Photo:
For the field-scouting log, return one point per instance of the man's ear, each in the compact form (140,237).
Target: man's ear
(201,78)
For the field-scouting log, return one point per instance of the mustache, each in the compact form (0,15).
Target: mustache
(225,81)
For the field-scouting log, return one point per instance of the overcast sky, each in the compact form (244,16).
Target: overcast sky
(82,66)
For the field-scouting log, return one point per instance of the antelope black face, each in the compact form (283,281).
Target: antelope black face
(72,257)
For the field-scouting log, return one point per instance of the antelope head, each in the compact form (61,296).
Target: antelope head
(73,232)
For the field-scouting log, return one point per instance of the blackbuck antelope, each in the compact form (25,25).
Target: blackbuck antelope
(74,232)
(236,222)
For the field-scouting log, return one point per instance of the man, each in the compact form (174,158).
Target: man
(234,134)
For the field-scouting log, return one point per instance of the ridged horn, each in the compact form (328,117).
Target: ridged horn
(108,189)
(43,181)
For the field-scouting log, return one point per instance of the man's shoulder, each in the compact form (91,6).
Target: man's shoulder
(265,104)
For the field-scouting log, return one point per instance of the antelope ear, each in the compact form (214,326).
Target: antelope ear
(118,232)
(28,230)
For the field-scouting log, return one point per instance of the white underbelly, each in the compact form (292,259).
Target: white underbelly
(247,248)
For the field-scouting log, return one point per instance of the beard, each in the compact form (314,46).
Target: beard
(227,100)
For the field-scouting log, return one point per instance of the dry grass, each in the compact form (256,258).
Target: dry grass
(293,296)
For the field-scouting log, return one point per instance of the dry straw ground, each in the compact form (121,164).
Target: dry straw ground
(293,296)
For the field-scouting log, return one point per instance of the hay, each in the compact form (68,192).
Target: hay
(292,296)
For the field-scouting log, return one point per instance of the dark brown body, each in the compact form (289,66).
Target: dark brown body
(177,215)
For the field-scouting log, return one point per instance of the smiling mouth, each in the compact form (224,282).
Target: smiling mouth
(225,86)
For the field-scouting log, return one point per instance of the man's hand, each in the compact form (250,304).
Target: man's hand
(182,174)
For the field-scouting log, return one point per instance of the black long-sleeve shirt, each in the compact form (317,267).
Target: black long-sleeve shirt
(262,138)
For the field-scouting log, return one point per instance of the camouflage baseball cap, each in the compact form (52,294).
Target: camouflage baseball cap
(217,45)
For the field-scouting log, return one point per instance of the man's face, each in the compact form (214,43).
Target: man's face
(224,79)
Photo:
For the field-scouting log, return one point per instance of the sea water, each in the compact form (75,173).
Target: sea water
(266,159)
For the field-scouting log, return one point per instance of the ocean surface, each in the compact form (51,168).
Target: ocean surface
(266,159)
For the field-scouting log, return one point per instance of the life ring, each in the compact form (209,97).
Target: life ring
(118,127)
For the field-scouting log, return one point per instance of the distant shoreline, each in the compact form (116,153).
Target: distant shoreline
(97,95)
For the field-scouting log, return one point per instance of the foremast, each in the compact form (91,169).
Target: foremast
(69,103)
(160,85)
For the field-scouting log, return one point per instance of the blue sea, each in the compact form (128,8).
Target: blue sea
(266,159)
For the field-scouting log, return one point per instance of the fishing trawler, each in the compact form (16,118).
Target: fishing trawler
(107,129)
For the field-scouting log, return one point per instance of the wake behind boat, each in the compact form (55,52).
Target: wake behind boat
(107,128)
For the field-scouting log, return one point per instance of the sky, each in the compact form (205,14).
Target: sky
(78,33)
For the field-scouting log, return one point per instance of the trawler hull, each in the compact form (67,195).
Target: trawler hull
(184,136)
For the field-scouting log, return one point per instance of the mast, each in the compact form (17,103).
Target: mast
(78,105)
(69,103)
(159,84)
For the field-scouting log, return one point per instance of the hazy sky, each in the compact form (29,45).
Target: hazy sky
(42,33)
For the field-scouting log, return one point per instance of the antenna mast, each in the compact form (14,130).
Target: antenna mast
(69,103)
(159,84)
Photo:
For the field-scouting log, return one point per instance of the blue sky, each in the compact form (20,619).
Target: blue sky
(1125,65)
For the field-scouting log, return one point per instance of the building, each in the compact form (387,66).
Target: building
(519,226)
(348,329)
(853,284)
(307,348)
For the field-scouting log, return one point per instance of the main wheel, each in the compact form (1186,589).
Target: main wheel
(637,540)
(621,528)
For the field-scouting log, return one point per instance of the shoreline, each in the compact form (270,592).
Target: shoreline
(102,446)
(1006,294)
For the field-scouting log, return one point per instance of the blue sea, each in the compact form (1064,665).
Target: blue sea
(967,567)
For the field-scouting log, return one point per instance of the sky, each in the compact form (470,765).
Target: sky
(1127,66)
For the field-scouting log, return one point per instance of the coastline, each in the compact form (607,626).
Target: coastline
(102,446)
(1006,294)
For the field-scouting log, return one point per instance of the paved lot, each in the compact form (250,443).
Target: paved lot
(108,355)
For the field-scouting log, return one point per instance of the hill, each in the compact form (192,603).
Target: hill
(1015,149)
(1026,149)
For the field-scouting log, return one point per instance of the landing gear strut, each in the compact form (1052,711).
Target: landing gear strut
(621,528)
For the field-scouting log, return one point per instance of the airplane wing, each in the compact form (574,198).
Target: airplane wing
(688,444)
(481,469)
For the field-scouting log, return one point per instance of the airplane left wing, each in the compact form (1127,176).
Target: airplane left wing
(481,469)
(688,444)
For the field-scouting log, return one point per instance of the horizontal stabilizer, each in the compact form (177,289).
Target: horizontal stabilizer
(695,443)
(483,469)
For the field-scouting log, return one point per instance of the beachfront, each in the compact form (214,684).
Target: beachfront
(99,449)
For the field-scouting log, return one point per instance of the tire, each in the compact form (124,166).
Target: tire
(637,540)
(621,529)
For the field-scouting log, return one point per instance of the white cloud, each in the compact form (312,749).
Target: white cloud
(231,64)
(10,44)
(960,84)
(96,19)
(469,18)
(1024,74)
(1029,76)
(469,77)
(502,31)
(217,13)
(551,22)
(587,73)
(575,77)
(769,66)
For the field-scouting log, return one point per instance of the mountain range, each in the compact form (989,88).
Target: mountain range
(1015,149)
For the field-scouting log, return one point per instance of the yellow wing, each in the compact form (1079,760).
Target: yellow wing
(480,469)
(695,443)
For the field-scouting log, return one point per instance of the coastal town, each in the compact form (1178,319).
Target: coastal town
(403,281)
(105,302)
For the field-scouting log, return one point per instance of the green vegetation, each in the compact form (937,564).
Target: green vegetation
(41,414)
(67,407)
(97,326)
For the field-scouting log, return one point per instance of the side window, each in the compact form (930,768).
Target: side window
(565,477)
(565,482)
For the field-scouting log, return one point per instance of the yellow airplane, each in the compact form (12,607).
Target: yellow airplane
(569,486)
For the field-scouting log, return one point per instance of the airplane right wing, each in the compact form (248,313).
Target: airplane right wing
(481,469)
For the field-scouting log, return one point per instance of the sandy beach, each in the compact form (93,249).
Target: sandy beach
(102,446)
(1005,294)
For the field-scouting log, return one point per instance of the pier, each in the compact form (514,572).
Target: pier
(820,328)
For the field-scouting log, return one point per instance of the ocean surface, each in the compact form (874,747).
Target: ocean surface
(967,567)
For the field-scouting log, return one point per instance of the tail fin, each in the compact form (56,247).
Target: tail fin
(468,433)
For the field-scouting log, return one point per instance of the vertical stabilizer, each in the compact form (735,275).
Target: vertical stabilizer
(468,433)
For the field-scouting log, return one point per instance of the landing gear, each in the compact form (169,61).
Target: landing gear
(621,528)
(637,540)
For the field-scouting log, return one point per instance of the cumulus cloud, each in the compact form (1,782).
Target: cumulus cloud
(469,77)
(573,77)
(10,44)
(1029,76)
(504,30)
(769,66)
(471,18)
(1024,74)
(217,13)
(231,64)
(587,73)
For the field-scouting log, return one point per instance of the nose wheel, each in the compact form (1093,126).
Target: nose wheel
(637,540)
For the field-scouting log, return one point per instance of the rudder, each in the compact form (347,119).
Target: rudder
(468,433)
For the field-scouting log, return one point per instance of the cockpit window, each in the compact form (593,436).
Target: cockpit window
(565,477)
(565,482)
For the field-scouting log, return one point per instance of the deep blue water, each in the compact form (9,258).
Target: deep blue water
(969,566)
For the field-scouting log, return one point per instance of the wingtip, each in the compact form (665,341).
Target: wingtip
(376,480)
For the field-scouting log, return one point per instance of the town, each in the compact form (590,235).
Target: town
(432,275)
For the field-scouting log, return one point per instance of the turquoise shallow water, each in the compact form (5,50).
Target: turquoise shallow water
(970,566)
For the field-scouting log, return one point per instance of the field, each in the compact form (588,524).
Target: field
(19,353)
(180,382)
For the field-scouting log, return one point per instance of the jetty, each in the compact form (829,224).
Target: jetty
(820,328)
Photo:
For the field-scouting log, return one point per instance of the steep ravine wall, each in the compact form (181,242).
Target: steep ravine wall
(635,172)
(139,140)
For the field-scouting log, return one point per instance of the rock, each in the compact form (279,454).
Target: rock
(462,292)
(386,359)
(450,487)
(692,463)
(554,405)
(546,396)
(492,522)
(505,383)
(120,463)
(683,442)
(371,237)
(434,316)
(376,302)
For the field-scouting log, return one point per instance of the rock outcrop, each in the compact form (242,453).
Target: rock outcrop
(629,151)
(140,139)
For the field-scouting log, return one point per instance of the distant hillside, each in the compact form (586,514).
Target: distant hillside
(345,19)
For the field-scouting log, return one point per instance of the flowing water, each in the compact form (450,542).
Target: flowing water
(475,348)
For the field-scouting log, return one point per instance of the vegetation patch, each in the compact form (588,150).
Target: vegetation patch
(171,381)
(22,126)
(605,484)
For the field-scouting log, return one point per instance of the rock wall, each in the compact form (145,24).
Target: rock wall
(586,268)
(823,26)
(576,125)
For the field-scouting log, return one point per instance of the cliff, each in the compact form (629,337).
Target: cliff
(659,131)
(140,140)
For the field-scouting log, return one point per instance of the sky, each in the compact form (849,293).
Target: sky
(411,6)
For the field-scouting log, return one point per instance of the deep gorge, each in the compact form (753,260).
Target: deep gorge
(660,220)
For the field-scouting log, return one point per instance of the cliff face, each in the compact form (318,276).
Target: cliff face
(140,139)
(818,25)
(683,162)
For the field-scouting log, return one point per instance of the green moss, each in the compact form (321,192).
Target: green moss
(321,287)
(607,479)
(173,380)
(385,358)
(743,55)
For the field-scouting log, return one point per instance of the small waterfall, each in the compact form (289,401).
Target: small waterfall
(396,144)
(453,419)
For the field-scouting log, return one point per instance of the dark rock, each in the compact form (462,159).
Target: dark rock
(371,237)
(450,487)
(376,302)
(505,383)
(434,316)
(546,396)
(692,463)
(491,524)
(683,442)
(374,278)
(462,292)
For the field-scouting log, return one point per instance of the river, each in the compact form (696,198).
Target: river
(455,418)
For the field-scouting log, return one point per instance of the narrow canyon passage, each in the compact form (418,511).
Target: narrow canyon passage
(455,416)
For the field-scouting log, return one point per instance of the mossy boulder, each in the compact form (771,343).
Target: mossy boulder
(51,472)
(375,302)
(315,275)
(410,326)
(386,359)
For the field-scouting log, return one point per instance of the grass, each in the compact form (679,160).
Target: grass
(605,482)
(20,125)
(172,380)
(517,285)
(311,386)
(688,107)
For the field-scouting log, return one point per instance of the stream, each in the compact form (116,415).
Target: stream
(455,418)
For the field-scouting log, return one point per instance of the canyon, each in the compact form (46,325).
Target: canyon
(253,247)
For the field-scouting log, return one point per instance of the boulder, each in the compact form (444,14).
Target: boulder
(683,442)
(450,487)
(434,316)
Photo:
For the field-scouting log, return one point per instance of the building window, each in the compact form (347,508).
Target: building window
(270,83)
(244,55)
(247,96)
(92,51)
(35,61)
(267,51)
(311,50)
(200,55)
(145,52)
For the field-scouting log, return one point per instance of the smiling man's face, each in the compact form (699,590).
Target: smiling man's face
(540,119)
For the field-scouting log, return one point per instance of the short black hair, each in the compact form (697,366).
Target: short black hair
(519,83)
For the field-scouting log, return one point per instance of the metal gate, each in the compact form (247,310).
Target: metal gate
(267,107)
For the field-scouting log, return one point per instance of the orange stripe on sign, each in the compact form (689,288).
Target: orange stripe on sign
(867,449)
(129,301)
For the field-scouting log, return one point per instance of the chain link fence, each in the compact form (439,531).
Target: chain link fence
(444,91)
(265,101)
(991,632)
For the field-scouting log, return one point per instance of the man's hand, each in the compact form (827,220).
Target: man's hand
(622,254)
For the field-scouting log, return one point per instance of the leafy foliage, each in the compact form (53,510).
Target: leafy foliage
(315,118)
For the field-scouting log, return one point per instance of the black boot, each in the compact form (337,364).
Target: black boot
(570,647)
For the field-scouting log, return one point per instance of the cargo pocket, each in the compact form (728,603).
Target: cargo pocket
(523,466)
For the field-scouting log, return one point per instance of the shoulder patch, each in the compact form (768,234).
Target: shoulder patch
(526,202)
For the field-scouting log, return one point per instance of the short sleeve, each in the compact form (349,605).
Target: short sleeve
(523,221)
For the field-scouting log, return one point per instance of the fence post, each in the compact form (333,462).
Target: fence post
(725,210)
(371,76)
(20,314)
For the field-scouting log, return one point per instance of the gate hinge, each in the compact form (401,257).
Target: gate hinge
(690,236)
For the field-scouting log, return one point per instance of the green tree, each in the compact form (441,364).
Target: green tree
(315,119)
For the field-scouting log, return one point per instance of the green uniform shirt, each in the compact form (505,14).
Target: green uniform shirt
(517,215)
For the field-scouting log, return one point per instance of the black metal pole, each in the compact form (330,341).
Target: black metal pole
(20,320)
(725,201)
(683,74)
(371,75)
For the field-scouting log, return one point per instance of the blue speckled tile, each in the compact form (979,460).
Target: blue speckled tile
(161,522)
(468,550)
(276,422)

■ WHAT TO DO:
Reproduce verbatim everything in the listing above, from the line containing "compact form (401,257)." down to the last line of the listing, both of these lines included.

■ EXERCISE ANSWER:
For the field-scouting log, return one point per instance of the gate hinge, each in the compact form (401,257).
Target: gate hinge
(690,236)
For the field-scouting log, return one point per instance of the green tree, each in the compact form (441,364).
Target: green tree
(315,119)
For the field-scouting log, return one point per instance of the green uniform shirt, each in the compact form (505,14).
Target: green uniform shirt
(517,215)
For the field-scouting log, return one point per instance of the black metal pole, each in the compact form (330,341).
Target: black metal pole
(20,320)
(725,201)
(683,74)
(371,75)
For the field-scouting log, return one point per instance of the blue speckled tile, each in the compact form (979,460).
Target: blue speckled tile
(161,522)
(468,550)
(276,422)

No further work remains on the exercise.